++++ Extrait du texte

Les escrocs du Net ne désarment pas. Les mêmes arnaques (appelées scams quand elles concernent la Toile), parfois actualisées, circulent depuis une dizaine d'années. «Malgré toutes les informations communiquées sur le sujet, les gens espèrent toujours quelque chose dans la vie», analyse Joël Guillon, créateur du forum
Lesarnaques.com, lancé en 2001. Et ils tombent dans le panneau. La
CAF a encore récemment alerté ses allocataires d'une tentative d'escroquerie. Un courriel les informait qu'ils bénéficiaient d'une prime vacances de 152,45 € et qu'il fallait retourner une pièce d'identité et un justificatif de domicile pour la recevoir.
Quatre types de scams
Ces escroqueries par courriel frauduleux sont habituellement classées en quatre catégories.
> Le phishing, où la victime reçoit un courriel émanant de sa banque, d'un organisme officiel ou d'un marchand en ligne lui demandant des informations personnelles (coordonnées bancaires, identifiants et mots de passe...). Le plus souvent, la personne est renvoyée vers un faux site, hébergé par des serveurs appartenant aux escrocs.
> L'arnaque aux dons, une variante du pishing, consiste à utiliser une catastrophe naturelle, humanitaire... pour demander un soutien financier en faveur d'une fondation qui s'avère fausse ou dont l'identité a été usurpée. Cela a récemment été le cas avec
le tsunami puis la catastrophe nucléaire au Japon.

++++++++
++++ Matériel fourni

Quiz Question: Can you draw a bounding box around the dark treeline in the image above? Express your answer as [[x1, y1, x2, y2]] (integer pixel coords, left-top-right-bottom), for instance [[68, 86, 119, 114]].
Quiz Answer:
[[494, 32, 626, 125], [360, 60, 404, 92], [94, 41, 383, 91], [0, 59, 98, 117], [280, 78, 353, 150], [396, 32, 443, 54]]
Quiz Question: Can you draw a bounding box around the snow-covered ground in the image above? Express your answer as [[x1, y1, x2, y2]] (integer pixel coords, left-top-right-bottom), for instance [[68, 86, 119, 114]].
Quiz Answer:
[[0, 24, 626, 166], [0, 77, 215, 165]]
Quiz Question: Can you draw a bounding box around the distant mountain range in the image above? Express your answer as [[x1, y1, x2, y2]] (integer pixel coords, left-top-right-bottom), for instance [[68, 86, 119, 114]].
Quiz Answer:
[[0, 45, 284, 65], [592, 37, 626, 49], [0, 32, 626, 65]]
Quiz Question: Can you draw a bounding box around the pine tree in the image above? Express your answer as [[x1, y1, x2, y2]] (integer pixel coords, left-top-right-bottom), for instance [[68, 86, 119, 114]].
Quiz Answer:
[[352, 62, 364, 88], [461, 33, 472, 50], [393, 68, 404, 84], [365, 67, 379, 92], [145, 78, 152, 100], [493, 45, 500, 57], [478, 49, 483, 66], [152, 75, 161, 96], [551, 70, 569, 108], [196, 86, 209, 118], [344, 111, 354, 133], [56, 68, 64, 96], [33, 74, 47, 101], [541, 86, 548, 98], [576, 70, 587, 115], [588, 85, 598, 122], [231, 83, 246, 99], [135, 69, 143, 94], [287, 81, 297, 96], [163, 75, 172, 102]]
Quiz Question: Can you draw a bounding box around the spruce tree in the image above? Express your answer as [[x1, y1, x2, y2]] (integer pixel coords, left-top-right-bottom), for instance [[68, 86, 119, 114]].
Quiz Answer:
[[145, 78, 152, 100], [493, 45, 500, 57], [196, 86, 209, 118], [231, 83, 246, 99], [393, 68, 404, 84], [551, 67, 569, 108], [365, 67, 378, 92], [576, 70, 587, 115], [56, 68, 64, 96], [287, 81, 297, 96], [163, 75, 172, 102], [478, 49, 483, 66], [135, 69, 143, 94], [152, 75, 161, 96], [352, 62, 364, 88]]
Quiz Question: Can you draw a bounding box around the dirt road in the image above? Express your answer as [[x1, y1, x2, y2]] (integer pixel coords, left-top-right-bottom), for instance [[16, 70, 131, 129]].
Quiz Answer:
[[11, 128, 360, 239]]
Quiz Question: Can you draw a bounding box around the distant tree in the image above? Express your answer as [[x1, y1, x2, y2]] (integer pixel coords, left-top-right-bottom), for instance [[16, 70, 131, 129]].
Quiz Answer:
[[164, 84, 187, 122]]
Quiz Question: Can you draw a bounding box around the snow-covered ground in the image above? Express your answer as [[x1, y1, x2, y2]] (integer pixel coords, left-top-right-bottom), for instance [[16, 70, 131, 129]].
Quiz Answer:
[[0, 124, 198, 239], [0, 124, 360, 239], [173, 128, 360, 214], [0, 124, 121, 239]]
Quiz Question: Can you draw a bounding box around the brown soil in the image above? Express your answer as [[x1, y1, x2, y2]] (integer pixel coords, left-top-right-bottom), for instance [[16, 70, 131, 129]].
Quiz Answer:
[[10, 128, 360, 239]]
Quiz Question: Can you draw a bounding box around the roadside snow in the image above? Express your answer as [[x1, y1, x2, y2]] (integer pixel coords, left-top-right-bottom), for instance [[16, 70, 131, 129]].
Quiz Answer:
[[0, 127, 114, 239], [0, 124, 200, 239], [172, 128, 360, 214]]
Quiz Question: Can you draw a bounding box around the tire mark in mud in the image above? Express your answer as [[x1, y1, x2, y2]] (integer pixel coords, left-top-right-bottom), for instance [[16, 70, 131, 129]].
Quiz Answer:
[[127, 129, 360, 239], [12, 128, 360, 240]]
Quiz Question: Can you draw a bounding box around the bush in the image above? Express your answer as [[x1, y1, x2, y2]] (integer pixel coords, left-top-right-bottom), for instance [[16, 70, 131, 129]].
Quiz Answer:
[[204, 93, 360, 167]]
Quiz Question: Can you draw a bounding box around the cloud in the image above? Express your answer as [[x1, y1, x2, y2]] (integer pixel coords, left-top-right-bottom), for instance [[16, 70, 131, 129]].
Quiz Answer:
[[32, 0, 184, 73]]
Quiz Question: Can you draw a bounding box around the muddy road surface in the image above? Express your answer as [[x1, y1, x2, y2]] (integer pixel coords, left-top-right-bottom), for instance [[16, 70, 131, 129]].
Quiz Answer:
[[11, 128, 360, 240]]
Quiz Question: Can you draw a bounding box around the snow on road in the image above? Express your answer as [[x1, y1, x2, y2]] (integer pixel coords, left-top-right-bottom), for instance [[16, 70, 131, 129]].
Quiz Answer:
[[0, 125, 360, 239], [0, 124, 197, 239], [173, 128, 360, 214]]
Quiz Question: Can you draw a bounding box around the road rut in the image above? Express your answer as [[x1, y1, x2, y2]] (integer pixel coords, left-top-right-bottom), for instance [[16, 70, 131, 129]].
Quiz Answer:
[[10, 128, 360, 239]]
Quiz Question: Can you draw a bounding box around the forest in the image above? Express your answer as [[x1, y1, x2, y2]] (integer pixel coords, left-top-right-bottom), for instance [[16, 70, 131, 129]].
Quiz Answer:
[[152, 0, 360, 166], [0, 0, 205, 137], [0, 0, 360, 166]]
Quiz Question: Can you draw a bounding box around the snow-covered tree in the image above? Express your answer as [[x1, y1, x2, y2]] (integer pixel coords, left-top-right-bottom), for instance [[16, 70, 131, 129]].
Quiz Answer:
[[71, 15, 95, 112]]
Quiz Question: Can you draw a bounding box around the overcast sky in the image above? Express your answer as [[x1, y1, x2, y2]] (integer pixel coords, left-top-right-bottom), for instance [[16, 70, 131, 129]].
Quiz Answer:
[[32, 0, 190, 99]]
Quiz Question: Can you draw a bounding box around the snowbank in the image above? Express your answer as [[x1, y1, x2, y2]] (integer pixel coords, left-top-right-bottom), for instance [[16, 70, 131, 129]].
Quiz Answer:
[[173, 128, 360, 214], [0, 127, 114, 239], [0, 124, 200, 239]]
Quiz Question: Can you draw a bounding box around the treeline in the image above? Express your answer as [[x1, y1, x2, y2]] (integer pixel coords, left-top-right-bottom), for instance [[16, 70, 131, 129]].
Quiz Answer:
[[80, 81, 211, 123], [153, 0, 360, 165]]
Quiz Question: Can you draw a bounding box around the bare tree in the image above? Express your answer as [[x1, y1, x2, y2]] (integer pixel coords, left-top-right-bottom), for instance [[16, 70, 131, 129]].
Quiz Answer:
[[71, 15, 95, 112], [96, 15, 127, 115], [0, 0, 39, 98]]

++++++++

Consignes =>
• a. Réécrivez sous forme de liste le paragraphe du passage sur les arnaques en ligne qui commence par « Le phishing, où la victime », en conservant ses faits principaux.
• b. Résumez en deux phrases le passage sur les arnaques en ligne, s'il vous plaît.

Réponses rédigées =>
• a.
- Dans le phishing, la victime reçoit un courriel émanant de sa banque, d'un organisme officiel ou d'un marchand en ligne.
- Ce courriel lui demande des informations personnelles : coordonnées bancaires, identifiants, mots de passe.
- Le plus souvent, la personne est renvoyée vers un faux site hébergé par des serveurs appartenant aux escrocs.

• b. Les mêmes arnaques en ligne, appelées scams, circulent depuis une dizaine d'années, et les gens tombent encore dans le panneau : la CAF a récemment alerté ses allocataires d'une tentative d'escroquerie. Ces escroqueries par courriel frauduleux sont habituellement classées en quatre catégories, parmi lesquelles le phishing, qui demande des informations personnelles, et l'arnaque aux dons, qui utilise une catastrophe pour solliciter un soutien financier en faveur d'une fondation fausse ou dont l'identité a été usurpée.